WRITTEN INSTRUCTION =>
Please put the lines of the records below into a numbered list, from the line containing "Target: frosted vegetation" through the line containing "(1172, 168)", inclusive. Leave out any blank lines.

ENTRIES PROVIDED =>
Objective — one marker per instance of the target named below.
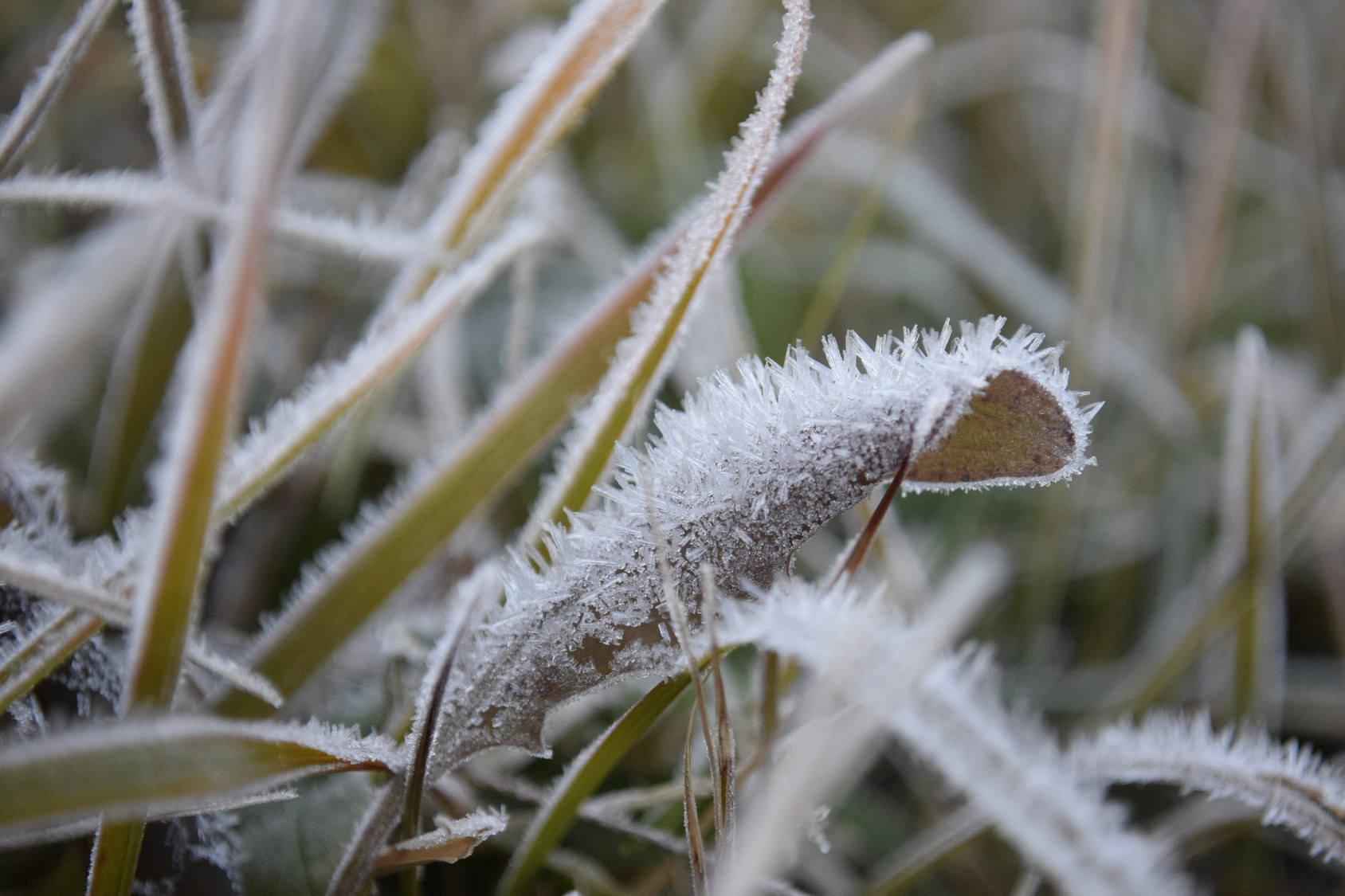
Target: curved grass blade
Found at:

* * *

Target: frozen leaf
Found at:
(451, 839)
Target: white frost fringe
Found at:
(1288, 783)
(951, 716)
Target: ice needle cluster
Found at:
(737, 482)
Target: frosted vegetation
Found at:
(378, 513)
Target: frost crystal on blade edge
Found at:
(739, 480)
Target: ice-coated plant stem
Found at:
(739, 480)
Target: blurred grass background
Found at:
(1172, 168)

REPLY =>
1. Target: frosted vegetation
2. Found at:
3. (378, 513)
4. Target: frost crystal on blade edge
5. Found at:
6. (739, 480)
7. Target: ice-coated plant stem
8. Found at:
9. (739, 480)
10. Target: blurred grass background
11. Found at:
12. (1172, 168)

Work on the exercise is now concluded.